Published
Hiii I am a RN have been a nurse for 8 years. Been traveling since covid. I have been off work for 6 months and just recently took a contract. I usually work days, but this time I took a night shift contract. I had one day of training to get oriented to the floor and started my night shift the next day.
During my med pass, I had to pick up a patient in a rush, staffing was a mess. It was late at this time. I went into the Pyxis, got this patients, meds, and instead of going in the room to scan her, I scanned her badge out on the computer in the hallway. I didn't want to be a bother. I had walked in and gave the wrong patient someone else's meds. My patient was next door. I thought I was in the right room.
After she swallowed them I knew I messed up. I'm so worried and disappointed. I can't believe I didn't just do it the right way. I'm always rushing.
The meds were 100mg of metoprolol, 75 mg of amitriptyline, 5 mg Eliquis and two units of Humalog. BP never went under 90/70
Because we were short staffed and we sent her to the ICU to be monitored. She survived they put her on vasopressor a low dose. She is OK but now I am just worried I'm going to be sent to the Board Of Nursing and my whole life is over. Contract cancel the whole works. Sued, jail everything is going through my head.

**What is expected**. Can you rewrite the paragraph of the medication-error post that begins "During my med pass" more briefly, keeping its main facts? The lines that come after this text aren't needed.

**Provided information**.
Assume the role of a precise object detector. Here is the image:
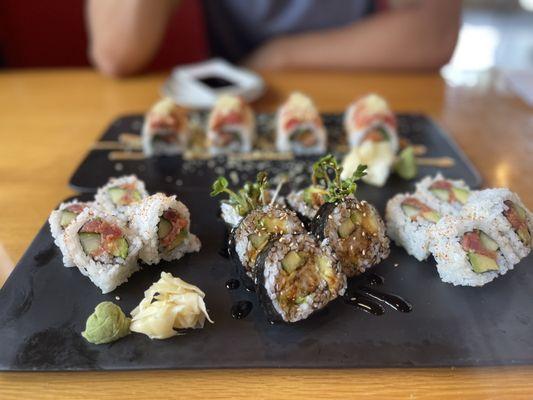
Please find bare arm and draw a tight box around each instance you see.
[243,0,461,69]
[87,0,179,76]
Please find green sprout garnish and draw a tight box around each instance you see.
[394,146,418,179]
[312,154,366,203]
[211,171,268,217]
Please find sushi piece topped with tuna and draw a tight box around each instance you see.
[311,155,390,277]
[142,97,191,157]
[94,175,148,219]
[207,94,255,155]
[276,92,327,155]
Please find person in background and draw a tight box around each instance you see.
[87,0,461,76]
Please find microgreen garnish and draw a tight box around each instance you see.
[211,171,268,217]
[312,154,366,203]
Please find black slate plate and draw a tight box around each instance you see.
[70,114,481,192]
[0,189,533,370]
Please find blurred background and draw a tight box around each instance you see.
[0,0,533,75]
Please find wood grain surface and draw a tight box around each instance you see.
[0,69,533,400]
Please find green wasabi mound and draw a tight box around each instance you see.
[81,301,131,344]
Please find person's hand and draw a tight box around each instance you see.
[243,38,288,70]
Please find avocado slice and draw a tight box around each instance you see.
[452,187,470,204]
[157,217,172,239]
[281,251,305,274]
[422,211,440,223]
[402,204,420,218]
[338,218,355,238]
[429,189,450,201]
[259,217,287,233]
[112,237,129,259]
[479,231,500,251]
[248,233,269,249]
[78,232,102,256]
[468,251,500,274]
[167,229,189,251]
[59,210,77,228]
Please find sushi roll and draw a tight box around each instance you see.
[429,215,513,286]
[94,175,148,219]
[207,94,255,155]
[256,233,346,322]
[385,194,441,261]
[312,197,390,278]
[142,97,191,157]
[65,208,142,293]
[342,94,399,187]
[131,193,201,265]
[230,204,305,282]
[276,92,327,155]
[311,155,390,277]
[416,173,471,215]
[462,188,533,264]
[48,200,92,268]
[344,94,400,153]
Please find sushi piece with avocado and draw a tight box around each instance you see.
[48,200,93,268]
[94,175,148,220]
[131,193,201,265]
[385,193,442,261]
[65,208,142,293]
[256,233,346,322]
[311,155,390,277]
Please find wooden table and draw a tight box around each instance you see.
[0,70,533,400]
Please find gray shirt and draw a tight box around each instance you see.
[203,0,373,62]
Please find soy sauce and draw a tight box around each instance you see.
[226,279,241,290]
[231,300,253,319]
[197,75,237,89]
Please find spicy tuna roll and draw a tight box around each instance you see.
[257,233,346,322]
[276,92,327,155]
[462,188,533,264]
[94,175,148,219]
[344,94,399,153]
[230,204,305,282]
[430,215,513,286]
[207,95,255,154]
[65,208,142,293]
[385,194,441,261]
[131,193,201,264]
[142,97,191,157]
[416,173,471,215]
[48,200,92,267]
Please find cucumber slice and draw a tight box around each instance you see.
[402,204,420,218]
[78,232,102,256]
[452,187,470,204]
[479,231,500,251]
[338,218,355,239]
[248,233,269,249]
[422,211,440,223]
[59,210,76,228]
[157,217,172,239]
[429,189,450,202]
[111,237,129,259]
[281,251,305,274]
[468,251,500,274]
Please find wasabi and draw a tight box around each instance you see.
[394,146,418,179]
[81,301,131,344]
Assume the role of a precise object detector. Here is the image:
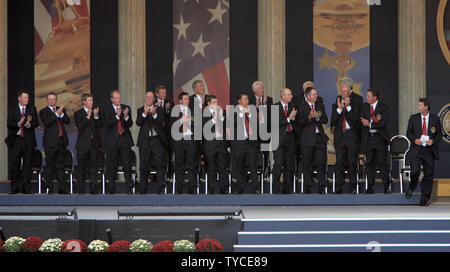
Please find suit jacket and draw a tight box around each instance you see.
[74,108,103,151]
[170,105,197,142]
[296,102,329,146]
[361,101,391,147]
[189,94,206,115]
[330,102,361,145]
[5,105,39,149]
[136,107,168,148]
[275,101,296,145]
[39,106,70,148]
[406,113,442,160]
[102,104,134,149]
[248,93,273,142]
[226,106,259,148]
[202,110,227,150]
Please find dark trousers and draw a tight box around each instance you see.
[364,133,390,190]
[231,140,258,194]
[272,133,295,194]
[44,137,67,194]
[139,136,167,194]
[77,143,100,194]
[203,140,229,194]
[173,139,199,194]
[8,136,33,194]
[302,134,327,190]
[334,131,357,187]
[409,146,434,202]
[106,134,133,194]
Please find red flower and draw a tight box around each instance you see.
[195,238,223,252]
[22,236,44,252]
[61,239,87,252]
[107,240,131,252]
[152,240,173,252]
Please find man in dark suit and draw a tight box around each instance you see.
[74,94,103,194]
[297,87,328,194]
[136,91,168,194]
[292,81,323,182]
[361,89,391,194]
[171,92,201,194]
[39,93,70,194]
[272,89,297,194]
[155,85,174,180]
[249,81,273,178]
[405,98,442,206]
[331,88,360,194]
[103,90,134,194]
[202,95,229,194]
[226,93,258,194]
[5,91,39,194]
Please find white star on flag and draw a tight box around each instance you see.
[173,15,191,40]
[208,0,227,24]
[191,33,211,57]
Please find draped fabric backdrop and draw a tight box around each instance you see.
[173,0,230,108]
[34,0,91,159]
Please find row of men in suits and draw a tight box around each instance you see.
[7,80,440,205]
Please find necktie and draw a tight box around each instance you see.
[53,107,62,137]
[244,114,252,137]
[342,106,347,131]
[284,105,292,133]
[422,117,428,136]
[183,110,187,133]
[116,107,123,135]
[214,111,222,136]
[20,107,25,138]
[370,105,380,123]
[148,107,153,136]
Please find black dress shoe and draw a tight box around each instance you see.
[405,188,412,199]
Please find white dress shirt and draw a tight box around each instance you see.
[336,104,352,130]
[142,105,158,136]
[369,100,378,133]
[306,100,320,133]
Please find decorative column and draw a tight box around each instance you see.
[258,0,286,102]
[0,0,8,181]
[118,0,146,178]
[398,0,427,135]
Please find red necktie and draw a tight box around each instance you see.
[370,105,380,123]
[149,110,153,136]
[244,114,252,137]
[53,107,62,137]
[422,117,428,136]
[183,110,187,132]
[20,108,25,138]
[214,111,222,136]
[284,105,292,133]
[117,107,123,135]
[342,108,347,131]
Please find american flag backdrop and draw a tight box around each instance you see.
[173,0,230,108]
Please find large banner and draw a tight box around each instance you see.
[313,0,370,156]
[34,0,91,156]
[173,0,230,108]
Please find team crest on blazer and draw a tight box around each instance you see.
[439,104,450,143]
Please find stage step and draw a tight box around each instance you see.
[234,217,450,252]
[242,216,450,232]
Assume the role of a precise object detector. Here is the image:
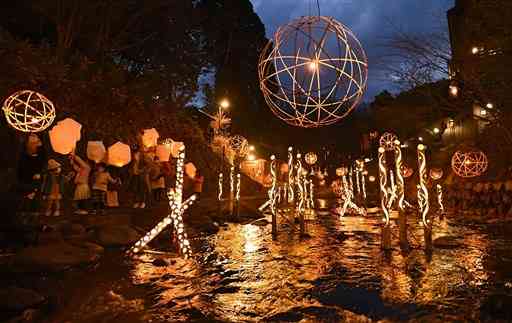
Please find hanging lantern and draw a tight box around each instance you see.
[107,141,132,167]
[258,16,368,128]
[379,132,398,151]
[171,141,185,158]
[57,118,82,142]
[452,150,489,178]
[336,167,348,177]
[48,124,77,155]
[429,168,443,181]
[156,143,171,162]
[87,141,107,163]
[3,90,55,132]
[142,128,160,148]
[400,165,414,178]
[304,152,318,166]
[185,163,197,178]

**Response below**. Late in a rushed med pass, after I had to take on a patient because staffing was a mess, I pulled her meds from the Pyxis. To avoid being a bother, I scanned her badge on the hallway computer instead of in her room. Thinking I was in the right room, I gave her meds to the wrong patient. My patient was next door.